本文抜粋 →
★ ★ ★ ★
私は歌昇が大好きなので、彼の大蔵卿を見たくて足を運んだのですが、
もっとも心惹かれたのは、米吉の常盤でした。
位の上の人としての大きさ、品の高さを保ちつつ、
「実は」で前半と後半でまったく違う心情を見せる難しい役。
それもほとんど座ったまま。
今まで見た常盤の中で、もっとも感情移入できました。
とくに、夫の敵である清盛の夜伽を耐えねばならない辛さを
「錦の褥もわが為には、毒蛇の鱗に臥す心地、
 いかなる地獄の責めなりともこの辛さには勝らじ」
と言って泣くところなど、
これまで何度も同じセリフを聞いていたはずなのに、
こんなに常盤をかわいそうと思ったことはこれまで一度もなかった。
若いって、そういうことなのかも、と思った。
お京の種之助、隼人の鬼次郎も、
「よかった」と思うところは「怨」や「恨」のこもったところなのよね。
★ ★ ★ ★
抽出記録 →
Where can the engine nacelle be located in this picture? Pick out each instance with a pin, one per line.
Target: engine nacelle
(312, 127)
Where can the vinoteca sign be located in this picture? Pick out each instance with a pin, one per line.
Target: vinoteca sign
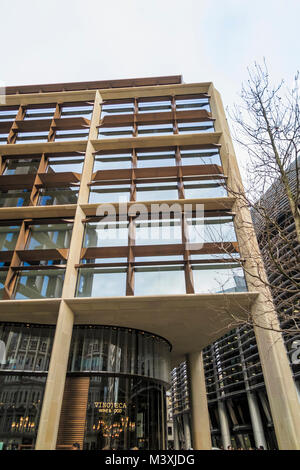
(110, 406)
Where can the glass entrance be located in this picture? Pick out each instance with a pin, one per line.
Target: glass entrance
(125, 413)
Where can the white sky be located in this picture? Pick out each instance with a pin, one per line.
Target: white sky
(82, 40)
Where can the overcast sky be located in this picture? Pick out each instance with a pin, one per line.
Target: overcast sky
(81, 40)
★ ★ ★ ★
作業指示 → 観劇の感想文から、「位の上の人としての大きさ、品の高さを保ちつつ、」で始まり「いかなる地獄の責めなりともこの辛さには勝らじ」」で終わる部分を正確に引用しなさい。 記録は本文とは別の出典から取られたものです。

完成解答 →
位の上の人としての大きさ、品の高さを保ちつつ、
「実は」で前半と後半でまったく違う心情を見せる難しい役。
それもほとんど座ったまま。
今まで見た常盤の中で、もっとも感情移入できました。
とくに、夫の敵である清盛の夜伽を耐えねばならない辛さを
「錦の褥もわが為には、毒蛇の鱗に臥す心地、
 いかなる地獄の責めなりともこの辛さには勝らじ」